Variation in Soil Microbiomes Associated With Kauri Trees Threatened by Dieback Disease

Abstract

Forest ecosystems are increasingly threatened by climate change, land-use pressures, and emerging pathogens, highlighting the need to understand how different ecosystem components mediate and respond to such disturbances. Soil microbial communities are central to nutrient cycling, plant growth, and disease suppression, yet their interactions with soil-borne pathogens in natural forest systems remain poorly understood. This thesis addresses this gap using Agathis australis (kauri), a foundation tree species endemic to New Zealand currently threatened by the soil-borne oomycete Phytophthora agathidicida (causal agent of kauri dieback), as a case study. The work investigated how pathogen presence, tree health, spatial location, and edaphic gradients relate to forest soil microbial community composition and functional potential.

Soils were collected around the basal trunk of 96 kauri trees comprising healthy, declining, and dead canopy states across three sites and six plots in the Waitākere Ranges, Auckland, New Zealand. By combining amplicon sequencing, shotgun metagenomics, loop-mediated isothermal amplification (LAMP), and measurements of soil physicochemical properties, this framework provided a comprehensive view of the soil microbiome across tree health and environmental gradients.

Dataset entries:
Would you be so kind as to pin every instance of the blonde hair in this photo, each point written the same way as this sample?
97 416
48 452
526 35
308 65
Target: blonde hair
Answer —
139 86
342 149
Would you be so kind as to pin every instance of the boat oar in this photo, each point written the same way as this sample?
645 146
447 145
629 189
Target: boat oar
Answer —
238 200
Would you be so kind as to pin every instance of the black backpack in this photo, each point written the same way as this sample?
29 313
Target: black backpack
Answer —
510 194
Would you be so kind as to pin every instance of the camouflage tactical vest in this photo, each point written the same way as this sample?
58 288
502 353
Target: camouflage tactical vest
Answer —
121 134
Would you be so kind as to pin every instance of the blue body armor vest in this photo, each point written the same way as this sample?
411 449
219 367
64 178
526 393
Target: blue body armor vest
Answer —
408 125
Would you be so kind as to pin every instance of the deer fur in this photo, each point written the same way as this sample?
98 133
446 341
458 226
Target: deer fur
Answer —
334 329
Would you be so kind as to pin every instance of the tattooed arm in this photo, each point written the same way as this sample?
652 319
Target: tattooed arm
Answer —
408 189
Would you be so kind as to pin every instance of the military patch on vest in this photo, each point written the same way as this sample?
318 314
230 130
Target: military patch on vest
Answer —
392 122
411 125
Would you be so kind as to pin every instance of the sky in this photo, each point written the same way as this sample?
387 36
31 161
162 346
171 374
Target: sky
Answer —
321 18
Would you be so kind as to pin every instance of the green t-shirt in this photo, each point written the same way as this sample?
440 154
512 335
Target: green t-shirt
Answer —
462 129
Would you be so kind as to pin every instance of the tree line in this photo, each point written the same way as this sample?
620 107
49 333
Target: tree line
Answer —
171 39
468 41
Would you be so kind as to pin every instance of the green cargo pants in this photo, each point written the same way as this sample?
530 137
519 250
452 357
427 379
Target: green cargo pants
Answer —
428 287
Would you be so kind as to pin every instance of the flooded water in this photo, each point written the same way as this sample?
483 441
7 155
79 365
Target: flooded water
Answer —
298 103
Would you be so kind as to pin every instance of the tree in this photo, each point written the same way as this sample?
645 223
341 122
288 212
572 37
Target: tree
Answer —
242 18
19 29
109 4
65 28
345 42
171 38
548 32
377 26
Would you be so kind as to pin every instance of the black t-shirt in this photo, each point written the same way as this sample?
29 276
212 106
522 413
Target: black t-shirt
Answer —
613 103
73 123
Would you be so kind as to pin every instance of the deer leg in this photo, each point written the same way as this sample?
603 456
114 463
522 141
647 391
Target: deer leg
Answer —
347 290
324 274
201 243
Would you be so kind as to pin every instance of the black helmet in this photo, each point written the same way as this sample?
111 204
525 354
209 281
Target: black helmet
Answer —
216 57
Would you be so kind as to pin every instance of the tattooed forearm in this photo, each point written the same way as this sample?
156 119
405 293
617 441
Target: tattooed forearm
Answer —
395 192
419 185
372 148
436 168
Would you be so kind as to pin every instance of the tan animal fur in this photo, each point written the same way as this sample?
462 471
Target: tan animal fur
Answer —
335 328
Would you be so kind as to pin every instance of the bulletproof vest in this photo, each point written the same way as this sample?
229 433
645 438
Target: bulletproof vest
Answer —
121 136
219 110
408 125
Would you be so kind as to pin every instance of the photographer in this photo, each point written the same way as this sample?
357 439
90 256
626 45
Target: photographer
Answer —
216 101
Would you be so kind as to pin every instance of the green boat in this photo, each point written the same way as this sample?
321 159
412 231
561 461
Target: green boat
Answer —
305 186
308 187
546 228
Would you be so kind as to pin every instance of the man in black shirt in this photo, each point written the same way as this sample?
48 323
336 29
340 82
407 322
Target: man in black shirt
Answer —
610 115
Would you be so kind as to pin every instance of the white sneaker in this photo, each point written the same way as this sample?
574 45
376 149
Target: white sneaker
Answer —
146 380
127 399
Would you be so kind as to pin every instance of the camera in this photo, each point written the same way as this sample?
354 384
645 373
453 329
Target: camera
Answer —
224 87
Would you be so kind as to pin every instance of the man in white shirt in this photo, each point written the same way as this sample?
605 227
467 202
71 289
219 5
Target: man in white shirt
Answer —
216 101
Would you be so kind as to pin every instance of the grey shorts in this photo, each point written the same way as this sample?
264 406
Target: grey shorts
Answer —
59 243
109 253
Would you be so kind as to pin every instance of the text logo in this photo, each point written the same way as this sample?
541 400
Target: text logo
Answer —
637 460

* [What is being asked]: Reproduce the kauri soil microbiome abstract above in full, word for word.

* [Result]:
Variation in Soil Microbiomes Associated With Kauri Trees Threatened by Dieback Disease

Abstract

Forest ecosystems are increasingly threatened by climate change, land-use pressures, and emerging pathogens, highlighting the need to understand how different ecosystem components mediate and respond to such disturbances. Soil microbial communities are central to nutrient cycling, plant growth, and disease suppression, yet their interactions with soil-borne pathogens in natural forest systems remain poorly understood. This thesis addresses this gap using Agathis australis (kauri), a foundation tree species endemic to New Zealand currently threatened by the soil-borne oomycete Phytophthora agathidicida (causal agent of kauri dieback), as a case study. The work investigated how pathogen presence, tree health, spatial location, and edaphic gradients relate to forest soil microbial community composition and functional potential.

Soils were collected around the basal trunk of 96 kauri trees comprising healthy, declining, and dead canopy states across three sites and six plots in the Waitākere Ranges, Auckland, New Zealand. By combining amplicon sequencing, shotgun metagenomics, loop-mediated isothermal amplification (LAMP), and measurements of soil physicochemical properties, this framework provided a comprehensive view of the soil microbiome across tree health and environmental gradients.